GIVEN REQUEST.
Transcribe the records that follow exactly. Skip the pictures.

ITEMS.

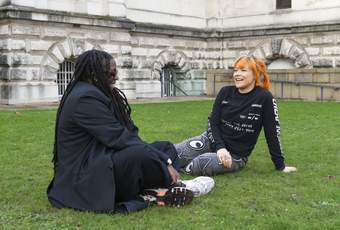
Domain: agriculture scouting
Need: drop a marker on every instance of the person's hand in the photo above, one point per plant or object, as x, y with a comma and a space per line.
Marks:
224, 157
175, 177
289, 169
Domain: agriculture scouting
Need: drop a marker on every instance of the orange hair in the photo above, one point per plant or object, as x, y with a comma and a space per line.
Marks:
258, 67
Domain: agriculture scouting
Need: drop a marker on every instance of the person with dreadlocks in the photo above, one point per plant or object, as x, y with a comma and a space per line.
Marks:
100, 162
238, 115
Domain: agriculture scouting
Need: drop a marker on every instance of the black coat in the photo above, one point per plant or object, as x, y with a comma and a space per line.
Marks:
88, 134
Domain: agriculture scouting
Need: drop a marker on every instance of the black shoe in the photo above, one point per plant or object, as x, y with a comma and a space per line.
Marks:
174, 197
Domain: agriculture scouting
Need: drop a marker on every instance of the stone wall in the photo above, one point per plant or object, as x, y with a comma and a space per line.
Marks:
301, 84
34, 42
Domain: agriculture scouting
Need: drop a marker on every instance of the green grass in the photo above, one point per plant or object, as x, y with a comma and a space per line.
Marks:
258, 197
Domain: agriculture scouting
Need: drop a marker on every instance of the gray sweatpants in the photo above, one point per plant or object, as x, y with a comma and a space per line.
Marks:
198, 159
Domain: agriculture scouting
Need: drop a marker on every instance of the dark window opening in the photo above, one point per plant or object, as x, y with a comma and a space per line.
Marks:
64, 76
283, 4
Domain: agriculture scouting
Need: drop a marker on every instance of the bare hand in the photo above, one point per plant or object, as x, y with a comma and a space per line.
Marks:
173, 174
224, 157
289, 169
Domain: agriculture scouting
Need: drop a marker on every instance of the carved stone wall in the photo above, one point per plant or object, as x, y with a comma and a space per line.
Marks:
32, 48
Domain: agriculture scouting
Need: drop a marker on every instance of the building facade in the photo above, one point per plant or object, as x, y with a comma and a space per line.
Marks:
162, 48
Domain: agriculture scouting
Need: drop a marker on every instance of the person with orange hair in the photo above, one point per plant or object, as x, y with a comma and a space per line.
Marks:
238, 115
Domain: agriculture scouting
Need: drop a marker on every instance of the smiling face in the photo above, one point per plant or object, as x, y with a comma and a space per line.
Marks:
244, 77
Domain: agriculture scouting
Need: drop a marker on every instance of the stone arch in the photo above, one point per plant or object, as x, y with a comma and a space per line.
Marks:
282, 48
60, 51
169, 57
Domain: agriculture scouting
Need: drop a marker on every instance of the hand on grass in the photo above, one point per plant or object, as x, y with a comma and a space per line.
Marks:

ANSWER TO THIS PROBLEM.
Domain: agriculture scouting
Need: drop a marker on every instance of the person's hand in the photo above, one point per plant or object, as x, y with a comma and a space per line.
Marks:
224, 157
175, 177
289, 169
Domain: agriculture scouting
Need: drop a marker on every instance of the orange hair in the photo above, one point per plant or object, as x, y with a comma and a space per line.
Marks:
258, 67
Domain: agriculture scouting
Need: drop a marker on every instance of the person with dreadlocks in the photo above, one point per plant or object, as x, y with a comma and a space per line.
Marks:
100, 162
238, 115
Domain: agriculture scouting
Need: drop a marker on every instance of the black coat in the photo above, one point per plant or object, as x, y with a comma and a space per line.
Marks:
88, 134
Domain: agriculture scouting
Need: drop a marker on every instance of the black shoe in the photo above, one point per plant or object, as x, y with a comma and a space per line.
Marks:
174, 197
Domain: agriculture scouting
Need: drop a marker on every instance of the stone wall in the photo above, one point per plant or object, as x, y with a comma and a space per line.
Marks:
301, 84
34, 42
Domain: agriculture scouting
Need: drop a marker on every instance of the green grass in the photo above, one point per plant or object, as x, y with a comma and a space per line.
Marks:
258, 197
Domain: agriculture scouting
Need: drop a marker on every instance of the gray sweatpants in the photo above, one point per plant or object, as x, y with a comma and a space per line.
Marks:
198, 159
Domain: agriculture scouting
Need: drop a marker on every instance of the dark window opening in the photo above, one point per plant or object, as x, y with a comma and a space per line.
Marks:
64, 76
283, 4
Domain: agriculture scouting
Need: drop a marker on every instance of the bare hand in the photo above, one point per plant or object, as x, y with a comma and a space per line.
Marks:
173, 174
224, 157
289, 169
Domain: agriculture scouting
Need: drop a marker on every instance of the carved stone wall in the photo above, one point per plant or object, as x, y with a comma and a space per line.
Marks:
32, 48
Domain: agriculture scouting
Need: drop a marker on every instance of the building facade in the photo above, one point per plant or object, as x, y with a comma and a space per line.
Marks:
162, 48
Domain: agriculture scouting
Need: drop a marker on every instance of the person with orange hair in the photo above, one point per plant or object, as x, y with a comma and a space per line.
Marks:
238, 115
Domain: agriculture scouting
Need: drop a marker on every instance of the smiling face in the photo above, one point per plant or object, as x, y with a comma and a space per line.
Marks:
244, 77
Domain: agriculture scouting
Need: drop a marker on every instance of the stone arch in the photo above, one point per plant or object, as x, y with a comma and a space per line.
Marks:
282, 48
60, 51
169, 57
Domain: agriculture scouting
Need: drop a marker on every instance of the hand on grass in the photo above, one point per plant or object, as x, y with a comma and a space per line.
Marks:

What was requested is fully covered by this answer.